Appreciation for the manner in which the flow of nutrients, detritus, and organisms across habitat boundaries affects trophic dynamics within local communities has increased in recent years. Polis et al. (1997; Fig. 1) drew attention to the effect of spatial subsidies on foodweb processes and patterns, such as enhanced top–down control and trophic cascades. When exchanges occur between patches with different levels of productivity, the less-productive patch generally experiences donor control, i.e., a foodweb subsidy. Some of the best examples of subsidized food webs are from research on stream ecosystems (Wallace et al. 1997, Nakano et al. 1999, Nakano and Murakami 2001, Naiman et al. 2002, Sabo and Power 2002a, b, Baxter et al. 2004, 2005, Power et al. 2004, Winemiller and Jepsen 2004, Marczak et al. 2007, Janetski et al. 2009). However, the significance of subsidies on foodweb dynamics depends on many factors. For example, the influence of spawning salmon on stream productivity is not spatially or temporally uniform but varies greatly among sites because of heterogeneity in a host of factors, including spawning salmon density, light attenuation, background water chemistry, and stream temperature (Chaloner et al. 2004, 2007). Wallace et al. (1997) conducted an ecosystem-scale, litter exclusion experiment over a 3-y period, and traced habitat-specific responses of different trophic levels to terrestrial organic matter subsidy. Strong bottom-up effects of riparian detritus inputs propagated through multiple trophic levels on the predominant mixed substrate habitat, but few changes were observed in patches of moss-covered bedrock habitat (also see Reice 1991, who found little response of invertebrates to CPOM loading). These results suggest that the nature of foodweb exchanges among patches can contrast sharply, even when patches are separated by only a few meters.

In general, theoretical research on spatially heterogeneous food webs, little of which has been published in J-NABS, has outpaced empirical research. For example, Huxel and McCann (1998) created a tritrophic food chain model that demonstrated how mass effects sometimes can stabilize interactions within a habitat patch. Real food webs contain hundreds of interactive components, and dynamic models with high dimensionality often produce complex behavior. Empirical studies have contributed to a greater appreciation of the context-dependent nature of foodweb interactions in streams. On this empirical front, papers published in J-NABS have made a more visible contribution. Studies in J-NABS (Flecker 1997, McNeely et al. 2006, Alvarez and Pardo 2007) and other journals (Power 1992, McNeely and Power 2007) have revealed substantial variability in the strength of species interactions that can depend on the characteristics of habitat patches. For example, Flecker (1997) found habitat-specific variation in pools vs riffles in the ability of a large detritivorous fish, Prochilodus mariae, to influence patterns of organic matter accrual. Likewise, Alvarez and Pardo's (2007) research in a Mediterranean karstic stream revealed that levels of calcareous deposition over substratum surfaces influence colonization by grazers, which in turn, affects periphyton accrual. A comparative experimental approach used at different spatial scales (varying from patches within streams to among catchments) showed that different environmental characteristics greatly influence the effect of consumers on algal abundance in streams (Power 1992, Power et al. 2008, McNeely and Power 2007). In addition, several studies have examined the context-dependent interaction between the efficacy of grazing by stream insects and physical factors. These studies reveal differential effects of herbivores that vary according to flow regimes (Poff and Ward 1992, Wellnitz and Poff 2006) and light availability (Wellnitz and Ward 2000). Experiments examining top-down effects under different nutrient regimes have shown strong interactions between grazers and nutrients (McCormick and Stevenson 1989, Rosemond et al. 1993, Flecker et al. 2002, Riley et al. 2004). Understanding the context dependency of interactions remains a fundamental challenge for stream ecologists, and a great need exists for careful study of foodweb ecology within a patch-dynamics framework (Townsend et al. 1998, Thompson and Townsend 2005).

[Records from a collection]
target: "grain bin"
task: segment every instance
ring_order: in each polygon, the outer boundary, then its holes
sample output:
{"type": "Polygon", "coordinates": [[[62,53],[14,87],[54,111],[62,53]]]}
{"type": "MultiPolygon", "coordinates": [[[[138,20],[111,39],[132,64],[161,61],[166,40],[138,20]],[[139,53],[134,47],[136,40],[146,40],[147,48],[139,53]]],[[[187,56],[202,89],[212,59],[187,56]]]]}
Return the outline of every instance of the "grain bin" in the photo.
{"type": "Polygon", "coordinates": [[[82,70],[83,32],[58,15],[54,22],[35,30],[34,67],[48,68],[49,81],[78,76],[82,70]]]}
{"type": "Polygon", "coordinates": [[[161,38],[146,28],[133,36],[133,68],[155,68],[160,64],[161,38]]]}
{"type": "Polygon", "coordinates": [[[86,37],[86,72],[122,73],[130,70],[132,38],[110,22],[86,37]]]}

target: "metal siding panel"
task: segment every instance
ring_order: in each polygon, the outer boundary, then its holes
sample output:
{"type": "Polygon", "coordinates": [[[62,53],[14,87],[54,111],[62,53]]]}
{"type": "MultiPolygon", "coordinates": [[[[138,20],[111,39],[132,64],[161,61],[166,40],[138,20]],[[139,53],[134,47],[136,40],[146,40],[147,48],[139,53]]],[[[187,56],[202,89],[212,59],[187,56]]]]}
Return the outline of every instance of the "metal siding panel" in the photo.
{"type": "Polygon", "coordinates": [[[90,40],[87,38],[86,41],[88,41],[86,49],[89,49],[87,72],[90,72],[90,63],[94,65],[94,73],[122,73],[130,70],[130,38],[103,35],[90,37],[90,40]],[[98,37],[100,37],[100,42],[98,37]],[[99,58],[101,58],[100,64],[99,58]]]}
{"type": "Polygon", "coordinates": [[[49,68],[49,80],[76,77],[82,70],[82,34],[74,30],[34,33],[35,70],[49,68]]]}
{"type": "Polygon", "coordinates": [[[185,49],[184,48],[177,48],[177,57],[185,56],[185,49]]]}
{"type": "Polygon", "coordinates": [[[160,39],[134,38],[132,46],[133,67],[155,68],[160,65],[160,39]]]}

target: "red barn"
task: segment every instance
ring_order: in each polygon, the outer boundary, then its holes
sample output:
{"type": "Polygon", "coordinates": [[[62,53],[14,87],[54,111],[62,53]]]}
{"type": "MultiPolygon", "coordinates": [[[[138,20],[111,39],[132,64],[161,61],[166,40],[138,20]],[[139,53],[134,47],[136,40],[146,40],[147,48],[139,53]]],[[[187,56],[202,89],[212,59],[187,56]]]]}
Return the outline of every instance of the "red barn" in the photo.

(SHORT TASK A): According to the text on stream food webs, what factors make the influence of spawning salmon on stream productivity vary among sites? List each one.
(SHORT TASK B): Collect every line of the records that contains the string "metal".

(FINAL ANSWER A):
- spawning salmon density
- light attenuation
- background water chemistry
- stream temperature

(FINAL ANSWER B):
target: "metal siding panel"
Return the outline of every instance of the "metal siding panel" in the photo.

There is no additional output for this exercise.